- [Page excerpt]:
Da Matta hopes for comeback In August of 2006, former Formula 1 driver and Champ Car World series champion Cristiano da Matta had just notched his best race of the season when his team participated in a practice session at the very long, very rural Road America road course in Wisconsin. It's so rural that a deer ran out in front of da Matta's car, struck a front tire, then landed in the cockpit, striking da Matta's helmet.
An excellent on-scene medical staff did what they could, but da Matta was unconscious when he was helicoptered to the hospital. Many at the track figured they'd never see the slight, invariably cheerful little Brazilian again.
They very nearly didn't. Da Matta's brain swelled so much that doctors had to remove a large portion of his skull, so his brain could swell outside his head. The prognosis was grim; some publications began making notes for an obituary. We were told he may never awaken, and if he did... well, even that prospect was guarded.
No one told da Matta. Within months, he was home, working out on a stationary bicycle, updating his Web site for fans.
And last Wednesday, he was at Daytona International Speedway for the Grand-Am sports car series test, wandering the garages, visiting with friends.
Was he looking for a ride? Well, maybe. His doctors told him to hold off at least until the 2008 season before he considered a comeback, "but I told them," da Matta said, laughing, "that the 2008 season is starting here, now, in November of 2007!" Those doctors, he said, are concerned about what another major impact could do to him.
If da Matta does attempt a comeback, it could well be in these sports cars, rather than the open-wheel, open-cockpit cars he spent much of his career driving. Not just because the Grand-Am cars offer more protection to the driver, but because "This is where the growth seems to be," da Matta said. "I don't think it's in open wheel racing now. I've been following the news from my home in Brazil, and it does not look very positive."
Da Matta's friends and fans fear for him, as brain injuries are difficult to overcame -- just ask some NASCAR drivers like Ernie Irvan and Jerry Nadeau. And da Matta has nothing to prove, expect, perhaps, to himself.
Regardless of his decision, it's a near-miracle to have him back. I shook his hand and said, "It's been great talking to you."
Driver Max Papis, standing in our group, said: "It is great to talk to him, isn't it?"

- [Entries supplied]:
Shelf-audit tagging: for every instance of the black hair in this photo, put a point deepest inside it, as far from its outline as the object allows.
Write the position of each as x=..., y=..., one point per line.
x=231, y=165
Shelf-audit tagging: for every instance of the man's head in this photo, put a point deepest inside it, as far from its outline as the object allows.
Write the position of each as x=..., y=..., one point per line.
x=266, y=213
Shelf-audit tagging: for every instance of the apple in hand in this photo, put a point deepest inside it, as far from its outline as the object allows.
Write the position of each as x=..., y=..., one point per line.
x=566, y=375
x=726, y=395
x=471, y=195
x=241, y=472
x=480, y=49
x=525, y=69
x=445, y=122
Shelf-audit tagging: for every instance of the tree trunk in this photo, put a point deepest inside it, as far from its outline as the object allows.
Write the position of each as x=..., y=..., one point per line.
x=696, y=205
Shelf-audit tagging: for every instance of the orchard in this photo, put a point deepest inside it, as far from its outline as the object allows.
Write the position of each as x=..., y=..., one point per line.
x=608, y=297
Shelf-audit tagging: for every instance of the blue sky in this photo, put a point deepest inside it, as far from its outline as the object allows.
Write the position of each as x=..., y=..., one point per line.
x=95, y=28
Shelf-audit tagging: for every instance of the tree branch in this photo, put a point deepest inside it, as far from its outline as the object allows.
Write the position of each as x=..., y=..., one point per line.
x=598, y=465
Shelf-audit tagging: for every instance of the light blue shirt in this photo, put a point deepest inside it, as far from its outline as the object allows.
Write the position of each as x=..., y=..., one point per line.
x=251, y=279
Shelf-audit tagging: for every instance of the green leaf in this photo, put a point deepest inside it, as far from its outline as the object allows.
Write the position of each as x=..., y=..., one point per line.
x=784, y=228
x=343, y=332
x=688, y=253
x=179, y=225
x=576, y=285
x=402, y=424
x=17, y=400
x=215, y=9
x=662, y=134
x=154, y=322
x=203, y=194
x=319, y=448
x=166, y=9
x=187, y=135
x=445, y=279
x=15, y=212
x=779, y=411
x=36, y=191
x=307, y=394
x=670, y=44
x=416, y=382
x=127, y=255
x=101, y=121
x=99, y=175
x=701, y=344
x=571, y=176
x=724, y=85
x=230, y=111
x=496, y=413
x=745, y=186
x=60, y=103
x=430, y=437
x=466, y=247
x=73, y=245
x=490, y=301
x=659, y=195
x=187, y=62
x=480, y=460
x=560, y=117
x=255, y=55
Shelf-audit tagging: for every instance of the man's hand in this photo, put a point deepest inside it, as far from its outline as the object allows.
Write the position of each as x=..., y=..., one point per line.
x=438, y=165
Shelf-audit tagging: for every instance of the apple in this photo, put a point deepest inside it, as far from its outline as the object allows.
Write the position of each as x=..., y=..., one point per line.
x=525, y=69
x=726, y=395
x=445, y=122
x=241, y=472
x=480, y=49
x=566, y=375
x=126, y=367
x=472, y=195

- [Task]: Can you reproduce the article on Cristiano da Matta's hoped-for comeback in full, word for word? This data has no connection to the article on Cristiano da Matta's hoped-for comeback.

- [Reply to the task]:
Da Matta hopes for comeback In August of 2006, former Formula 1 driver and Champ Car World series champion Cristiano da Matta had just notched his best race of the season when his team participated in a practice session at the very long, very rural Road America road course in Wisconsin. It's so rural that a deer ran out in front of da Matta's car, struck a front tire, then landed in the cockpit, striking da Matta's helmet.
An excellent on-scene medical staff did what they could, but da Matta was unconscious when he was helicoptered to the hospital. Many at the track figured they'd never see the slight, invariably cheerful little Brazilian again.
They very nearly didn't. Da Matta's brain swelled so much that doctors had to remove a large portion of his skull, so his brain could swell outside his head. The prognosis was grim; some publications began making notes for an obituary. We were told he may never awaken, and if he did... well, even that prospect was guarded.
No one told da Matta. Within months, he was home, working out on a stationary bicycle, updating his Web site for fans.
And last Wednesday, he was at Daytona International Speedway for the Grand-Am sports car series test, wandering the garages, visiting with friends.
Was he looking for a ride? Well, maybe. His doctors told him to hold off at least until the 2008 season before he considered a comeback, "but I told them," da Matta said, laughing, "that the 2008 season is starting here, now, in November of 2007!" Those doctors, he said, are concerned about what another major impact could do to him.
If da Matta does attempt a comeback, it could well be in these sports cars, rather than the open-wheel, open-cockpit cars he spent much of his career driving. Not just because the Grand-Am cars offer more protection to the driver, but because "This is where the growth seems to be," da Matta said. "I don't think it's in open wheel racing now. I've been following the news from my home in Brazil, and it does not look very positive."
Da Matta's friends and fans fear for him, as brain injuries are difficult to overcame -- just ask some NASCAR drivers like Ernie Irvan and Jerry Nadeau. And da Matta has nothing to prove, expect, perhaps, to himself.
Regardless of his decision, it's a near-miracle to have him back. I shook his hand and said, "It's been great talking to you."
Driver Max Papis, standing in our group, said: "It is great to talk to him, isn't it?"